* _Work instructions_: Every line holding the string "query" should be copied out of the listing.

'''

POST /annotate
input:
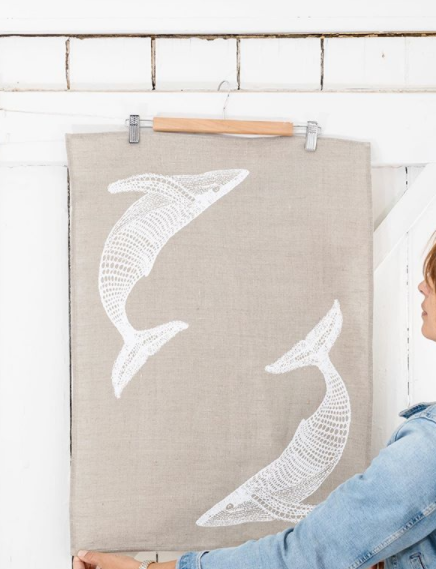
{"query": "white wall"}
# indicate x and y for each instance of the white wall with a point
(380, 88)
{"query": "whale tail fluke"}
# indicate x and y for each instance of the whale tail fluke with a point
(138, 346)
(314, 347)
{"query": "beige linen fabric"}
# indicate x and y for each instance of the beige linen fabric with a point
(251, 275)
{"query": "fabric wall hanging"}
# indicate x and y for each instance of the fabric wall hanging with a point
(221, 334)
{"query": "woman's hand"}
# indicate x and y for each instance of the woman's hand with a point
(93, 559)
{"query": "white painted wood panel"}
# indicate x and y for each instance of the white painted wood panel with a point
(226, 16)
(370, 63)
(32, 63)
(35, 134)
(99, 82)
(280, 63)
(195, 63)
(34, 368)
(109, 64)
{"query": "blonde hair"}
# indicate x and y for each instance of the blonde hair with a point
(429, 266)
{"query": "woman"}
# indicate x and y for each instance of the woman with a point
(387, 513)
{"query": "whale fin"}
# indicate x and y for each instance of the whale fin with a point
(139, 345)
(314, 347)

'''

* _Reply to the task_:
{"query": "white wall"}
{"query": "whale tail fluke"}
{"query": "beige linen fabric"}
{"query": "fabric wall hanging"}
{"query": "woman's hand"}
{"query": "white painted wood panel"}
{"query": "blonde hair"}
{"query": "woman"}
{"query": "whale fin"}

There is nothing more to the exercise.